** Source data follows **
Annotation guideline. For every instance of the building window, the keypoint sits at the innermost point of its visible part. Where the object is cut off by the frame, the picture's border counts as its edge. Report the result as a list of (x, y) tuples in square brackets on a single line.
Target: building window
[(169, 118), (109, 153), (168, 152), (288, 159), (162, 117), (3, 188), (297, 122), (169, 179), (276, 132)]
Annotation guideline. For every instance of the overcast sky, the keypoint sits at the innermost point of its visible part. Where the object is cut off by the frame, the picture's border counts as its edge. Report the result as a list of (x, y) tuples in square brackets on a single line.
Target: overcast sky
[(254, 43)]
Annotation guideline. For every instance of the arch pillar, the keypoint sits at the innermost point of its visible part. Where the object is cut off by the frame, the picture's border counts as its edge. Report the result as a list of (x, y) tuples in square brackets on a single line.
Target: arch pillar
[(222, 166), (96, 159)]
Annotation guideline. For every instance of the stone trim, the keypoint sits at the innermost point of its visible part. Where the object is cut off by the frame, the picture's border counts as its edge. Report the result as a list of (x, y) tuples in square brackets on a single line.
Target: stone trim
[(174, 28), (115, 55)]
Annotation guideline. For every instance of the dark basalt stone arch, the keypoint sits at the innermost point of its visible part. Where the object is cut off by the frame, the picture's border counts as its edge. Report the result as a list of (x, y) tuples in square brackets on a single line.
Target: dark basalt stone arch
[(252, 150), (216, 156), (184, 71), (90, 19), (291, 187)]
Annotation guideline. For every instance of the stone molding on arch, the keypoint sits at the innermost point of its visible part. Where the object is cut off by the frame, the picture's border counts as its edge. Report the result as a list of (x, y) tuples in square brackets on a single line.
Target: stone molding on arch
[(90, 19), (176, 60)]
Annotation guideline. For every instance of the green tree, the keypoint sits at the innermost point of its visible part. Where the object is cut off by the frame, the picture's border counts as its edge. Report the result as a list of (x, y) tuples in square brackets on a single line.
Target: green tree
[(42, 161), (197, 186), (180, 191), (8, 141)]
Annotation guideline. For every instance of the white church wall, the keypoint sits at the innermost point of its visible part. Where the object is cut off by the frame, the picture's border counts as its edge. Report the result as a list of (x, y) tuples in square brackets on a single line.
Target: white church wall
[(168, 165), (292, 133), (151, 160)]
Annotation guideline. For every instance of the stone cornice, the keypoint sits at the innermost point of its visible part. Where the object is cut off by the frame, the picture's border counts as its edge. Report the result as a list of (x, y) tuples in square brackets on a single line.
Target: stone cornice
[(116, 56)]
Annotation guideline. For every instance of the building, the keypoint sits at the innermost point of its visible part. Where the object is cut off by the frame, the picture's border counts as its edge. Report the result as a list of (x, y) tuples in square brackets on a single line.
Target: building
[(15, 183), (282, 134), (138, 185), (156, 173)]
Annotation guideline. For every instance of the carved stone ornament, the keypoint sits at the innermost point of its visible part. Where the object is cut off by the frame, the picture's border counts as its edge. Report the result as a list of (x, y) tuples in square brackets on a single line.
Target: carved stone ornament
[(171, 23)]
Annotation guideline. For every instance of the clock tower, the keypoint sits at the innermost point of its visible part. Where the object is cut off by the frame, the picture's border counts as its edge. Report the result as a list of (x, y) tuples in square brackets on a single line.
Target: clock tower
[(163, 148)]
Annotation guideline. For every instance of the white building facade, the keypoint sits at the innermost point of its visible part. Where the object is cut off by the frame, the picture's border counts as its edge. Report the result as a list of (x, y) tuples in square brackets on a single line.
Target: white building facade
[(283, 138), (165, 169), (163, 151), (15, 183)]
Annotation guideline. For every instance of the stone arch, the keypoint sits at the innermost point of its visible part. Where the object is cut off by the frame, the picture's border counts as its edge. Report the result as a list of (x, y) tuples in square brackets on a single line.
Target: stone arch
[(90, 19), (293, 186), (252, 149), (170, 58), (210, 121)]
** End of Source data **
_Aim of the task_:
Beginning at the line with "Target: stone cornice" and stopping after the line with "Annotation guideline. For every instance of the white building", please write out every line of the data above exactly and nothing else.

_Completed task_:
Target: stone cornice
[(116, 56)]
Annotation guideline. For every instance of the building, the keypoint sits at the innermost point of its visible part. Where the object is cut off by the frame, the picture's border counts as its edge. Report the result as a list of (x, y) tuples in square brackets on a single line.
Target: building
[(15, 183), (282, 134), (138, 185), (156, 173)]
Annotation guideline. For every instance of the carved stone ornament, the keypoint sits at the innermost point of its visible part. Where the object is cut off by the frame, the picture's border counts as its edge. Report the result as a list of (x, y) tuples in square brackets on a single line.
Target: carved stone ornament
[(171, 23)]
Annotation guideline. For every instance of the clock tower, the keypoint sits at the innermost point of its visible part. Where the object is cut off by the frame, the picture's border counts as its edge. Report the result as a list of (x, y) tuples in square brackets on a single line.
Target: clock tower
[(163, 148)]
Annotation guideline. For every instance of the white building facade, the keypoint sits at the innermost point of its visible part. Where the object is cut off by the frame, the picture's border counts as its edge. Report the result as a list of (x, y) tuples in square brackets on a single line.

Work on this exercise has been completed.